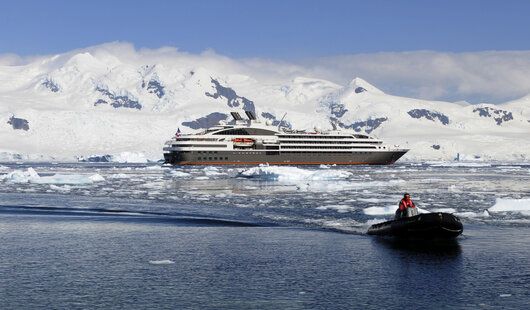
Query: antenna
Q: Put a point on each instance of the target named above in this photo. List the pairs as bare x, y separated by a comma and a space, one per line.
250, 115
280, 123
236, 116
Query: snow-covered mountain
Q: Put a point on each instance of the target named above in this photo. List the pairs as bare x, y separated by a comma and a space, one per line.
108, 100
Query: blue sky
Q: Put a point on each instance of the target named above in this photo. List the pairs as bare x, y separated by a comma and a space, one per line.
268, 29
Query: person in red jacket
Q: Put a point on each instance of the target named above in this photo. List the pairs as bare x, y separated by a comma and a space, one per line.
407, 207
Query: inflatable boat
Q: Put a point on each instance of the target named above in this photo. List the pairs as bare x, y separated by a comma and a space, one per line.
423, 226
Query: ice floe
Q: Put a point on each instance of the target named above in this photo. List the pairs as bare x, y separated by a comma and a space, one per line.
338, 208
179, 174
388, 210
459, 164
511, 205
161, 262
293, 173
129, 157
31, 176
211, 171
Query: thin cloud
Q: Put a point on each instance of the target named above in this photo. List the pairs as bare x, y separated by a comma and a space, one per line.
492, 76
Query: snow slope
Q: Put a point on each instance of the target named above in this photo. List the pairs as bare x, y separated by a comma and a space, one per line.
112, 99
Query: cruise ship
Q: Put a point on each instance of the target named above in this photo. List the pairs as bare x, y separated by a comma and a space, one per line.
251, 141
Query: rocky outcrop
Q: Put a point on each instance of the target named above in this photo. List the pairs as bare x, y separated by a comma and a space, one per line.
116, 101
206, 121
430, 115
232, 99
18, 123
498, 115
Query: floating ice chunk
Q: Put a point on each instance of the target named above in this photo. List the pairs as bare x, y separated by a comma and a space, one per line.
155, 167
458, 164
119, 176
64, 188
470, 214
31, 176
129, 157
511, 205
369, 199
374, 221
388, 210
444, 210
338, 208
20, 176
161, 262
179, 174
293, 173
96, 178
210, 171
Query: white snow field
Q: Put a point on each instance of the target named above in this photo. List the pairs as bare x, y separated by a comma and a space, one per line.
113, 100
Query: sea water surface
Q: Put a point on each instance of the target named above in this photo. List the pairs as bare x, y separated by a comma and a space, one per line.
145, 236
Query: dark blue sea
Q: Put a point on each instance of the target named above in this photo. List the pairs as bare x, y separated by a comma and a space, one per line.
116, 236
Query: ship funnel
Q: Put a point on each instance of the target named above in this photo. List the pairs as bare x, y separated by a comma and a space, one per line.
236, 116
250, 115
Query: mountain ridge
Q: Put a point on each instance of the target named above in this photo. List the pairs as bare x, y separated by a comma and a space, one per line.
104, 101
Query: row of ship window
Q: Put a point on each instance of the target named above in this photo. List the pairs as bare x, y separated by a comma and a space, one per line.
329, 142
328, 147
322, 137
212, 158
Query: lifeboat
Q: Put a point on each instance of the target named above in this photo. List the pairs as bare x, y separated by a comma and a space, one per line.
243, 142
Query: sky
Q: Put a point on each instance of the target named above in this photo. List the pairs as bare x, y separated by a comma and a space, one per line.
310, 32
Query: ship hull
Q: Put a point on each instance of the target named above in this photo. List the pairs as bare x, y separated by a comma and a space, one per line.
282, 158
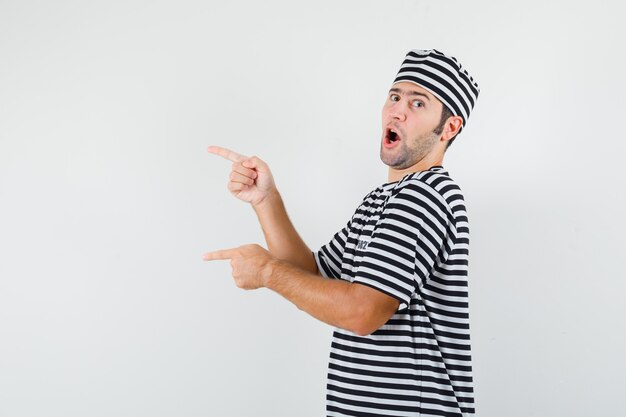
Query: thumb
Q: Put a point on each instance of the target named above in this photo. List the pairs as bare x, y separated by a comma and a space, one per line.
255, 162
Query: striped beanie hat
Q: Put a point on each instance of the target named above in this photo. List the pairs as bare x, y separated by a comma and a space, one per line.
444, 77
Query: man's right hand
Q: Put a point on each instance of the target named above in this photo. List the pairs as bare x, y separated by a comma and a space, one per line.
250, 178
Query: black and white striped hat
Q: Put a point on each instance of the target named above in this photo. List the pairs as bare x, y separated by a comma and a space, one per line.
444, 77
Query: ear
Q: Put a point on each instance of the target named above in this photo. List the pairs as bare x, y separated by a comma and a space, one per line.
451, 128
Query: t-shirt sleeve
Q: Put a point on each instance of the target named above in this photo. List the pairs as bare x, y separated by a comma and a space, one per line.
405, 244
329, 257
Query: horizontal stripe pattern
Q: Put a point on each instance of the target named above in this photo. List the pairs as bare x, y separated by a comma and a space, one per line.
410, 240
444, 77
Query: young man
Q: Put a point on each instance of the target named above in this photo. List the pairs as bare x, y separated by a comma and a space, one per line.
399, 299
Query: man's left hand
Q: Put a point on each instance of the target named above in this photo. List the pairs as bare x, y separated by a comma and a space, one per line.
250, 264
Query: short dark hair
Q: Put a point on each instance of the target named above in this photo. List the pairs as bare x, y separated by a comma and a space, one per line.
445, 115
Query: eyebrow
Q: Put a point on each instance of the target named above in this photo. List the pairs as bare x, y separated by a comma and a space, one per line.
410, 93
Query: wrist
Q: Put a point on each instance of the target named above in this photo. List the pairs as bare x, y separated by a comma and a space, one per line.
269, 271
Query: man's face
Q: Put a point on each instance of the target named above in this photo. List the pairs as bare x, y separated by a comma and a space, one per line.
410, 115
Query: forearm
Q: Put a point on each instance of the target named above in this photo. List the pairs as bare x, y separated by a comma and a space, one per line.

________________________

> [EXERCISE REQUIREMENTS]: Leave out the pictures and transcribe everything else exactly.

> [RESPONSE BELOW]:
Query: antenna
Q: Put a point on each instance of the target named above in this photo. List the pairs as bare x, y separated by a comma and a space, one per line.
250, 115
280, 123
236, 116
Query: snow-covered mountain
Q: Put a point on each instance of the target named above in this photo. List the pairs as bare x, y separated by a comma and a space, one per line.
108, 100
Query: blue sky
Q: Put a point on each instance of the target named above in this photo. List the pairs as bare x, y separated by a comma and a space, one per line.
268, 29
Query: person in red jacket
Q: Put a point on each instance of the target named above in this photo. List the pairs as bare x, y separated by a comma and a space, one per line.
407, 207
Query: inflatable boat
Q: Put a point on each instance of the target named above in this photo. List the pairs as bare x, y separated by a comma and a space, one per line.
423, 226
Query: ice floe
Q: Put a point on each instance of the target named above in this photo. List the pairs as bare x, y separated by a comma and a space, one per line.
338, 208
179, 174
388, 210
459, 164
511, 205
161, 262
293, 173
129, 157
31, 176
211, 171
Query: thin cloud
Q: Put a point on each instance of the target named above in this photo. List the pairs as bare x, y separated by a comma and a space, one per line.
492, 76
Query: snow slope
Q: Put a point on each instance of the target named above in this photo. List the pairs as bare x, y separated by a comma and a space, one per line.
112, 99
Query: cruise ship
Q: Put a point on each instance of the target named above in this photo. List the pairs as bare x, y separated by a comma and a space, one per line.
251, 141
Query: rocky outcrop
Q: Put a point on each instance of the target named above in this photo. List the pairs as bare x, y separated by a comma and a space, one per line.
116, 101
206, 121
430, 115
232, 99
18, 123
498, 115
Query: floating ice chunk
Q: Put a point on each instance of the target named above in this photo. List the pairs as bare x, y separated by a comma and a space, one per line.
155, 167
458, 164
119, 176
64, 188
470, 214
31, 176
129, 157
511, 205
369, 199
374, 221
388, 210
444, 210
338, 208
20, 176
161, 262
179, 174
293, 173
96, 178
210, 171
Query: white snow field
Q: Put a point on each instance of the target named above in this photo. List the pairs as bare x, y separated by a comma and a space, one per line.
113, 100
Query: sea water surface
Q: Put a point on each instance of the target named above in this photo. List the pairs as bare x, y separated by a comma and a space, one per line.
145, 236
Query: dark blue sea
Q: Put a point on each instance of the target named above in this photo. List the pairs as bare x, y separated by a comma and a space, one per line.
116, 236
Query: ship funnel
Q: Put a point on each instance of the target named above in this photo. List the pairs as bare x, y separated by a comma and a space, one per line.
236, 116
250, 115
Query: mountain ridge
Q: Put a point on each instance of the target named above in this photo. List the pairs as bare x, y separated by a comma and a space, one per line.
104, 101
Query: row of ship window
Q: Put a point on each instance of the target named above in this photo. List the pairs as bare x, y separated by a comma and a space, one per line.
329, 142
328, 147
322, 137
212, 158
Query: lifeboat
Q: Put a point on each instance of the target named above in this photo. List the pairs as bare x, y separated by a comma and a space, one per line.
243, 142
Query: sky
Q: Put a point on each instance of the target named above in this photo. List the pairs as bare x, y separated by a comma and a space, one per line.
310, 32
Query: ship hull
Q: Put a point on each instance of the target named above in this photo. List the pairs as bare x, y separated by a comma and a space, one per line.
282, 158
Query: thumb
Q: Put a point on each instance of the target named above in this photo. List the pairs as bare x, y separated by a comma and a space, one per line.
255, 162
Query: striped beanie hat
Q: Put a point on each instance of the target named above in this photo. List the pairs as bare x, y separated by a comma and a space, one per line.
444, 77
Query: man's right hand
Q: Put a point on each instance of the target named above in this photo. List the pairs as bare x, y separated by a comma and a space, one per line.
250, 178
Query: black and white striped hat
Q: Put a point on each instance of the target named above in this photo. List the pairs as bare x, y separated by a comma and a space, one per line.
444, 77
Query: ear
Q: Put a point on each instance of the target named above in this photo. List the pairs as bare x, y separated by a comma and a space, one per line.
451, 128
Query: t-shirt sleeve
Q: Put a point on each instance of the target named above in this photo. List the pairs as bare x, y separated by a comma and a space, one per line.
405, 244
329, 257
Query: horizontal stripe pattern
Q: Put a point on each instance of the target named above in this photo. List the pairs as bare x, y separated by a comma and a space, one per line.
410, 240
444, 77
Query: young man
Q: Put a point on each instance of the target named above in this photo. List the pairs as bare x, y separated by a comma and a space, one per line.
399, 299
Query: man's left hand
Q: Put a point on each instance of the target named above in this photo. List the pairs as bare x, y separated by a comma and a space, one per line.
250, 264
Query: short dark hair
Q: Put a point on each instance of the target named above in this photo. List the pairs as bare x, y separated by a comma and a space, one per line.
445, 115
Query: eyebrow
Q: Put a point on each instance of the target named above in this photo. List the pairs as bare x, y separated by a comma and a space, one per line.
410, 93
Query: wrist
Q: Put a point on each instance of the target named above in this photo. List the pairs as bare x, y separated by a comma and a space, one per line.
269, 271
Query: man's face
Q: Put a point on each instance of the target named above in this photo. List the pairs as bare x, y separated by a comma and a space, one per line.
410, 115
Query: forearm
Q: Put a point on each instance of the target named above in this photo. List the pairs as bare x, y separated by a comma and a space, one per line.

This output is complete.